Da allora, questa grotta è diventata uno dei luoghi di pellegrinaggio più importanti dell’intera India, richiamando a sé tantissimi devoti che sentivano un forte richiamo a connettersi con l’energia di Babaji, il Cristo Indiano.

 

LA PRIMA SVOLTA

 

Ma ora ritorniamo a me, alla mia storia. Perché di fronte alla lettura di questi racconti qualcosa di sconosciuto si risvegliò; come se un antico letargo si stesse destando dal profondo di me stesso.

All’inizio non riuscii a dare una spiegazione razionale a quanto stavo vivendo, ma una cosa era certa: tutto aveva origine dal forte magnetismo che sentivo per Babaji.

Con il tempo il pensiero di Babaji si fece sempre più forte nella mia mente a tal punto da sentire il bisogno impellente di approfondire questa figura spirituale tanto misteriosa quanto familiare. Sentivo un senso di profonda intimità nei suoi confronti che mi richiamava a Sè.

Cominciai, quindi, a leggere in modo vorace tutta la bibliografia presente sul Cristo indiano e a lavorare quotidianamente con la sua energia attraverso meditazioni, preghiere e mantra specifici.

Sentivo una connessione spirituale che mi attraeva e che mi faceva presagire un legame che affondava in vite passate, in epoche remote.

Ad ogni modo, mi ripromisi che sarebbero stati gli eventi della vita a confermare quanto sentivo dentro. Temevo che questa fosse solo una storia mentale che inconsciamente volevo raccontarmi per rendere più grande il mio ego spirituale, per identificare la mia mente in ulteriori castelli mentali e permettere alla mia personalità di compensare qualche mancanza di fondo.

I mesi passarono, e durante questo periodo di risveglio interiore, qualcosa mi spinse a ricercare qualcuno che in Italia avesse avuto il “merito karmico” di incontrare il Cristo indiano . Sentivo che questa persona esisteva e che dovevo conoscerla.

CONSEGNE:
A: Riporta dal brano su Babaji la parte che comincia con "All’inizio non riuscii" e prosegue fino a "sentivo per Babaji.".
B: Porta avanti il brano su Babaji, riprendendo subito dopo la sua ultima frase.
Le voci riportate non hanno alcun legame con il brano su Babaji.

Voci estratte da una raccolta:
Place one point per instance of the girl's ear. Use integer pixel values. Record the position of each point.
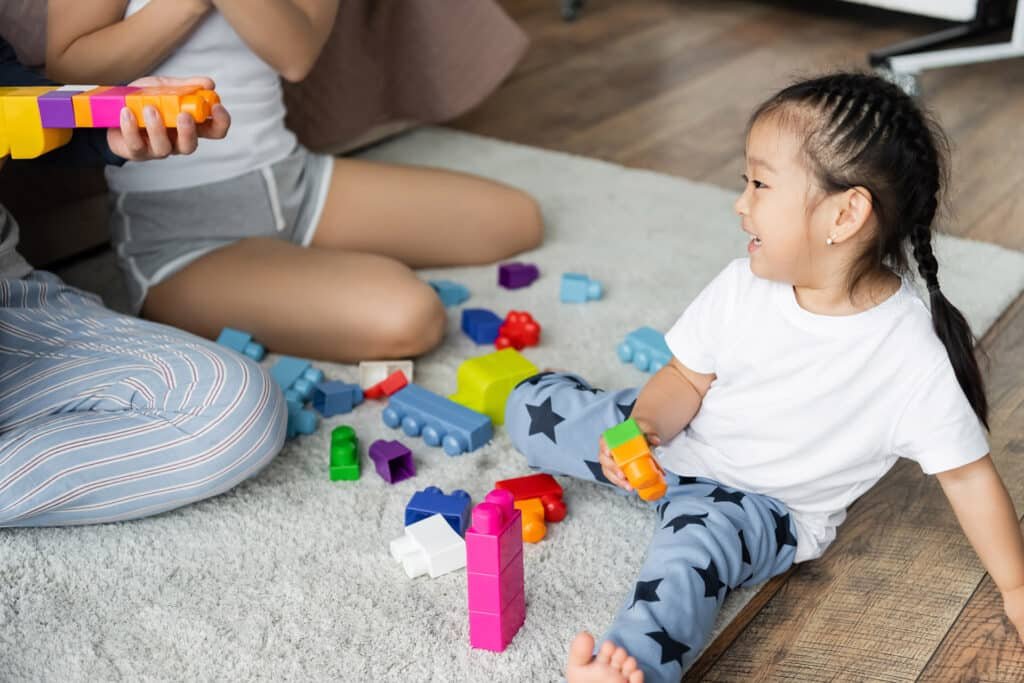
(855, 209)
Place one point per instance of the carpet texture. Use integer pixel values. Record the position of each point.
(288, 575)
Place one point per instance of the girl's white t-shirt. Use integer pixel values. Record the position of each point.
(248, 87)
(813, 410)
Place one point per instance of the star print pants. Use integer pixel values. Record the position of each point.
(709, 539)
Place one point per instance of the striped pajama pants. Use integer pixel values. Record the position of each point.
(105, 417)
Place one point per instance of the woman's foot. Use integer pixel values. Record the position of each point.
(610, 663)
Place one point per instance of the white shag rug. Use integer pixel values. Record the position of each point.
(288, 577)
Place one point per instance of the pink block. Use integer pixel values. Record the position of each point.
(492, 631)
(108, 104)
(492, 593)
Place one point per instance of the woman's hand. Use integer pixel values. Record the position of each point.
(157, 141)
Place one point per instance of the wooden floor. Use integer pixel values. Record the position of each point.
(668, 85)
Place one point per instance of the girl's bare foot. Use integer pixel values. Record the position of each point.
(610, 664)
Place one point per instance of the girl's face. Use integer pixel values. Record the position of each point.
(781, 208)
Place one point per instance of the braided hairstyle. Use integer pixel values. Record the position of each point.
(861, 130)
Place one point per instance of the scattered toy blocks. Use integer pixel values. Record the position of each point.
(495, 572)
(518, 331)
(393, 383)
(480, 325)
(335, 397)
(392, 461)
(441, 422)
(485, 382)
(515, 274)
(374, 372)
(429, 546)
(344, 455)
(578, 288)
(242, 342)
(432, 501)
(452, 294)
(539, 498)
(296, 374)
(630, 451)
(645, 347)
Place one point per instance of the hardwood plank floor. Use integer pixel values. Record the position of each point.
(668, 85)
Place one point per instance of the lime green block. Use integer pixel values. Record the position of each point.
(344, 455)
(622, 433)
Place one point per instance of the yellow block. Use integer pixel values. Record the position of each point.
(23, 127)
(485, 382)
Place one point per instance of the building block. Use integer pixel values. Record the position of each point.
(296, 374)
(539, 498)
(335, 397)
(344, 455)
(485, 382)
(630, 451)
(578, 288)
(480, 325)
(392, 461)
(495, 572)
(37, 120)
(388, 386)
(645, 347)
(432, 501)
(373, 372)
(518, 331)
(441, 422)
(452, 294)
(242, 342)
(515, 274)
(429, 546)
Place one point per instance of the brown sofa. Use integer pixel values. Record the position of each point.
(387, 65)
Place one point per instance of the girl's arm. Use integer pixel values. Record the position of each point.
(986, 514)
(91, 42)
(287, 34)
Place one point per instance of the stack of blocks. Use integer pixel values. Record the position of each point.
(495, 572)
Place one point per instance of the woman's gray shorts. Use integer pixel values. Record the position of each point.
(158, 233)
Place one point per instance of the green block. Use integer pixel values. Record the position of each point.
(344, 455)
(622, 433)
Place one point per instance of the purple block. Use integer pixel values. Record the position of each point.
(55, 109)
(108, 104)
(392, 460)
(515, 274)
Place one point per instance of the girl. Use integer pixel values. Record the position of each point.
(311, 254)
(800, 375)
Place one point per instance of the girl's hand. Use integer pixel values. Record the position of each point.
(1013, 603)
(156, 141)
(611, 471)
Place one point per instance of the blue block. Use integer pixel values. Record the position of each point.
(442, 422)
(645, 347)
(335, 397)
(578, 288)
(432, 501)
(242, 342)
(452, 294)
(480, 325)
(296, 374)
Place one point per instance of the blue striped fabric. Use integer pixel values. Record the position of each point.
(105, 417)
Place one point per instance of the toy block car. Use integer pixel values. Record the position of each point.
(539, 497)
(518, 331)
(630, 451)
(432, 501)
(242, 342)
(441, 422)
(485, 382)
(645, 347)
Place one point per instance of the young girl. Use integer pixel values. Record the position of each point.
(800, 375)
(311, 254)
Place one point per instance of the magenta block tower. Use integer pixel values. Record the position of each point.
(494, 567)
...
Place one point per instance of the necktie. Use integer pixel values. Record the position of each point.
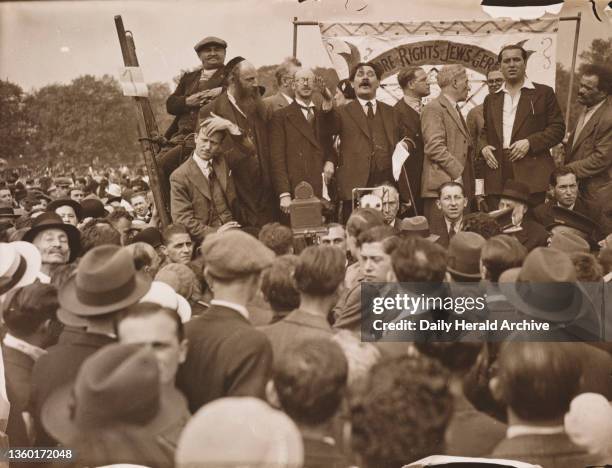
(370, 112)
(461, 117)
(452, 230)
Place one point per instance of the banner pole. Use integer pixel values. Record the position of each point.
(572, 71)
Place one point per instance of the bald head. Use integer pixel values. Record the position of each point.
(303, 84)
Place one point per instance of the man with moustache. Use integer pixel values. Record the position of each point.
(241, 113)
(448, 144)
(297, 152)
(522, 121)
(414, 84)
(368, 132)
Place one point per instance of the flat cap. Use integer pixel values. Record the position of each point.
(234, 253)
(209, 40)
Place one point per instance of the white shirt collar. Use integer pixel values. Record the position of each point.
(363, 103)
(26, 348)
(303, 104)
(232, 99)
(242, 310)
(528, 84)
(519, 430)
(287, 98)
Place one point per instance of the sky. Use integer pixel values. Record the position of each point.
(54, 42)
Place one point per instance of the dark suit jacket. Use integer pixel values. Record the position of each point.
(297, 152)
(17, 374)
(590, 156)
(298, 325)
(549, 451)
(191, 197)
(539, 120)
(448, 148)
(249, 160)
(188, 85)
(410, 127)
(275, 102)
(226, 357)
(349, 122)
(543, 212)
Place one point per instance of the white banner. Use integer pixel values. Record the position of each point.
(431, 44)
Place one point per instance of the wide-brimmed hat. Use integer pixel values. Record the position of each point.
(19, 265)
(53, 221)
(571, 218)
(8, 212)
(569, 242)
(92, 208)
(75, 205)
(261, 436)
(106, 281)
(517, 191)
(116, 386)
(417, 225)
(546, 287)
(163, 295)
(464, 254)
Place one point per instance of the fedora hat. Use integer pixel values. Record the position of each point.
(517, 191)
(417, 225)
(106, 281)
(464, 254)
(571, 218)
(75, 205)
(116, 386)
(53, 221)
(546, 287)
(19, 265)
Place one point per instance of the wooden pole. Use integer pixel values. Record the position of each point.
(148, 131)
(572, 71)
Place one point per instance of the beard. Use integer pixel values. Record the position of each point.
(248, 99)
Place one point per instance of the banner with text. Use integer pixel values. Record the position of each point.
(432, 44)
--
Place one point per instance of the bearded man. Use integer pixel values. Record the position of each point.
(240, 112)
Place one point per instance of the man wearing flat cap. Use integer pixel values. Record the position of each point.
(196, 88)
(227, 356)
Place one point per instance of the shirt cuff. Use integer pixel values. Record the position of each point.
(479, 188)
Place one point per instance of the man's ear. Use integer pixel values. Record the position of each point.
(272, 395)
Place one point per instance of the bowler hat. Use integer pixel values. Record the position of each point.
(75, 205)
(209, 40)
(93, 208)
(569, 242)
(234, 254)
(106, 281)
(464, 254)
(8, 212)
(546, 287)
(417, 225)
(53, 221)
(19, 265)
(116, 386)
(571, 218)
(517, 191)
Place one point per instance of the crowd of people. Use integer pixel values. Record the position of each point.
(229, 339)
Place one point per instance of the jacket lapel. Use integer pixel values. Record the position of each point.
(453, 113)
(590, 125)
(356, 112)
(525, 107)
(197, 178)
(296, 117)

RISPOSTE ALLE CONSEGNE:
A:
All’inizio non riuscii a dare una spiegazione razionale a quanto stavo vivendo, ma una cosa era certa: tutto aveva origine dal forte magnetismo che sentivo per Babaji.

B:
Così, spinto da questa indicazione interiore, le sincronie mi portarono alla conoscenza dell’unico illuminato italiano: Mikado Francescoji.

Oltre alla sua evidente realizzazione spirituale, ciò che mi fece realizzare di aver trovato quanto stavo cercando è che fu proprio Babaji a donargli questa riconoscenza spirituale di illuminato e a proclamarlo uno dei suoi ufficiali messaggeri nel lontano 2010.

Decisi quindi di contattarlo con la speranza di poter ricevere chiarezza su quanto stavo vivendo interiormente. La risposta non tardò: “Riccardo, la risposta è semplice: sei un antico allievo di Babaji. Non posso dirti a che livello perché lo devi scoprire te…indaga, ascoltati, leggi tutto su di lui e quando puoi, se senti questo forte richiamo che mi hai trasmesso, vai da lui che ti aspetta nella sua grotta a Dunagiri”.

 

IL RISVEGLIO DELLA MIA VITA PASSATA IN INDIA

 

L’incontro con Francescoji, quindi, segnò l’inizio di un nuovo punto di svolta, di un ulteriore spartiacque tra il mio passato e il mio futuro, tra ciò che ero e ciò che sarei stato.

Conobbi Mikado Francescoji il 23 gennaio 2021. Da allora, mi accompagnò durante tutto il mio apprendimento spirituale, aiutandomi a raggiungere nuove stadi di consapevolezza che culminarono con il risveglio delle prime memorie sulla mia vita passata in India.

Tale evento si manifestò dopo un intenso ritiro spirituale che feci sulle montagne toscane da un’altra grandissima anima: Alessandra Sambrotta.

Le energie canalizzate da Alessandra erano talmente alte che, dopo giorni di intense pratiche meditative, una porta si spalancò di fronte al mio terzo occhio. Un susseguirsi di filmati cominciarono ad accavallarsi davanti alla mia mente mostrandomi scenari dell’India antica.

Furono come dei lampi di luce che illuminarono la mia coscienza: mi trovavo seduto sui bordi di una strada immerso in uno stato di contemplazione; osservavo tutto senza giudizio, senza che quel frastuono riuscisse a fare presa sulla mia pace interiore.

Le immagini continuarono a susseguirsi in modo repentino, catapultandomi in scene di vita a me sconosciute. Poi, mentre la pellicola della mia Anima continuava a srotolarsi come un fiume in piena, ecco che Babaji si presentò davanti a me.

Mi trovavo seduto con altre persone intorno a Lui. Non capivo chiaramente cosa stesse accadendo in quel preciso istante, ma quello che mi sorprese di quella situazione non fu tanto il contesto in cui mi trovavo, ma il sentirmi Uno con il resto del gruppo. Ci sentivamo un’unica coscienza, un’unica mente pensante fatta di amore e beatitudine.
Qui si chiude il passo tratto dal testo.